## Entries from a dataset
##############################

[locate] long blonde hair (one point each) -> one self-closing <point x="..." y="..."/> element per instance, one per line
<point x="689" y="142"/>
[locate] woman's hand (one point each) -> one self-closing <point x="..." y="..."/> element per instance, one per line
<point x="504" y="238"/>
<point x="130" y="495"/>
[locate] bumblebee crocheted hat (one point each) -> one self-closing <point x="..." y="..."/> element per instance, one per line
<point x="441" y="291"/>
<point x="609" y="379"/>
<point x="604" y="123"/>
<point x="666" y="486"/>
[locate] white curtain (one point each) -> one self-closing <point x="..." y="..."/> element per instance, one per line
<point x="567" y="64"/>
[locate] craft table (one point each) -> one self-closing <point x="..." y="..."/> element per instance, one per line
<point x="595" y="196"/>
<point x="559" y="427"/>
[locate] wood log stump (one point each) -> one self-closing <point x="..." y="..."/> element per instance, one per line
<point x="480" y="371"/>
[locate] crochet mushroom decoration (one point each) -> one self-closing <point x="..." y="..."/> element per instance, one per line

##############################

## Given exercise
Please write out every line of the entries above again, requests included, shifting each x and y coordinate in the answer points by -127.

## Task solution
[locate] long blonde hair (one point each) -> one self-closing <point x="..." y="..."/> element per instance, one per line
<point x="562" y="15"/>
[locate] woman's hand (one point each) -> one self-closing <point x="..." y="..."/> element per instance, one per line
<point x="377" y="111"/>
<point x="3" y="368"/>
[locate] bumblebee crocheted hat (one point each) -> one self-closing <point x="..." y="..."/> element per instance, one per line
<point x="314" y="164"/>
<point x="482" y="252"/>
<point x="477" y="-4"/>
<point x="539" y="359"/>
[locate] white curtain (one point each) -> one self-closing <point x="..." y="..."/> element per instance, one per line
<point x="440" y="-63"/>
[locate] craft table (one point each) -> one self-closing <point x="..." y="..."/> element per instance, one per line
<point x="468" y="69"/>
<point x="432" y="300"/>
[locate] wood log stump (one point each) -> one self-closing <point x="..." y="..."/> element per instance, one per line
<point x="353" y="244"/>
[locate] crochet mushroom decoration (one point each) -> one self-closing <point x="..." y="..."/> element per instance, one per line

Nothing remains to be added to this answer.